──────── PROVIDED RECORDS ────────

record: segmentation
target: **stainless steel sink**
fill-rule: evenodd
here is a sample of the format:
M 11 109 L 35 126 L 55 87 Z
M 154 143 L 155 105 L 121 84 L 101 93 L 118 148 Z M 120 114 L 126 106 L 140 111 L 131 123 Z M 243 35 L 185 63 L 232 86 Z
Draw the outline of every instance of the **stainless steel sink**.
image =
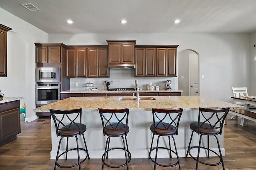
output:
M 120 98 L 117 99 L 118 100 L 136 100 L 136 98 Z
M 154 98 L 139 98 L 139 100 L 156 100 Z M 120 98 L 117 99 L 118 100 L 136 100 L 136 98 Z

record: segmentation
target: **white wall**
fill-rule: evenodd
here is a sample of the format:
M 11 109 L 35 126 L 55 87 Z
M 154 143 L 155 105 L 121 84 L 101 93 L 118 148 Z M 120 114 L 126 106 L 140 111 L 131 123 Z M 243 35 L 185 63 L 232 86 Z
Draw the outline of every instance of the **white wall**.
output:
M 190 54 L 196 54 L 194 51 L 189 50 L 183 50 L 178 54 L 179 57 L 178 60 L 177 76 L 178 88 L 182 90 L 182 95 L 189 95 L 189 55 Z M 200 59 L 198 58 L 198 60 Z M 181 76 L 184 76 L 182 79 Z M 198 82 L 199 83 L 199 82 Z
M 0 77 L 0 90 L 6 97 L 23 97 L 21 106 L 26 105 L 26 119 L 36 118 L 35 46 L 48 41 L 48 34 L 0 8 L 0 23 L 12 30 L 7 34 L 7 77 Z
M 232 102 L 231 87 L 249 86 L 248 34 L 49 34 L 49 38 L 50 43 L 67 45 L 107 45 L 106 40 L 124 39 L 136 40 L 138 45 L 179 45 L 178 53 L 187 49 L 198 52 L 200 76 L 205 76 L 200 80 L 201 96 Z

────────

» REQUIREMENTS
Set down everything from the start of the items down to the line containing "M 154 98 L 139", with both ends included, copying each line word for word. Leave the pictures out of your answer.

» COMPLETED EXERCISE
record: segmentation
target: **stainless steel sink**
fill-rule: evenodd
here is a sample of the format:
M 11 109 L 35 126 L 55 87 Z
M 154 143 L 155 105 L 121 84 L 101 93 L 118 148 Z M 120 114 L 126 106 L 140 111 L 131 123 Z M 243 35 L 185 63 L 232 86 Z
Draw the outline of every instance of the **stainless steel sink**.
image =
output:
M 120 98 L 117 99 L 118 100 L 136 100 L 136 98 Z
M 154 98 L 139 98 L 139 100 L 156 100 Z M 120 98 L 117 99 L 118 100 L 136 100 L 136 98 Z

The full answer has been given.